점 주석 세트의 항목
⁂

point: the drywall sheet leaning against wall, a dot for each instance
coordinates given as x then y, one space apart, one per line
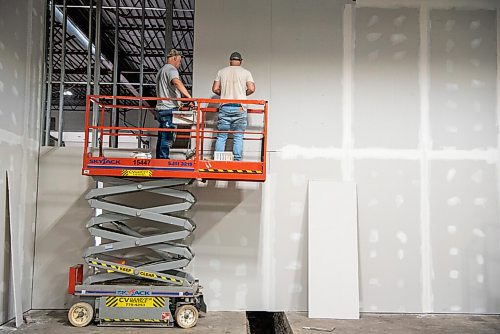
333 282
21 56
286 207
465 232
386 73
463 61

⁂

**수행할 과제:** 위 자료의 모든 줄을 요청 문장까지 그대로 다시 적되, 답으로 주어진 좌표 값만 모두 1.05배로 척도를 조정하고 소수 첫째 자리에서 반올림하여(0.5는 올림) 정수로 나타내시오. 이미지는 답에 넣지 마시오.

**답변:**
point: the drywall sheet leaning against wall, a dot for each instance
coordinates given as x then y, one space apart, one per line
350 296
22 59
300 217
488 244
405 77
486 64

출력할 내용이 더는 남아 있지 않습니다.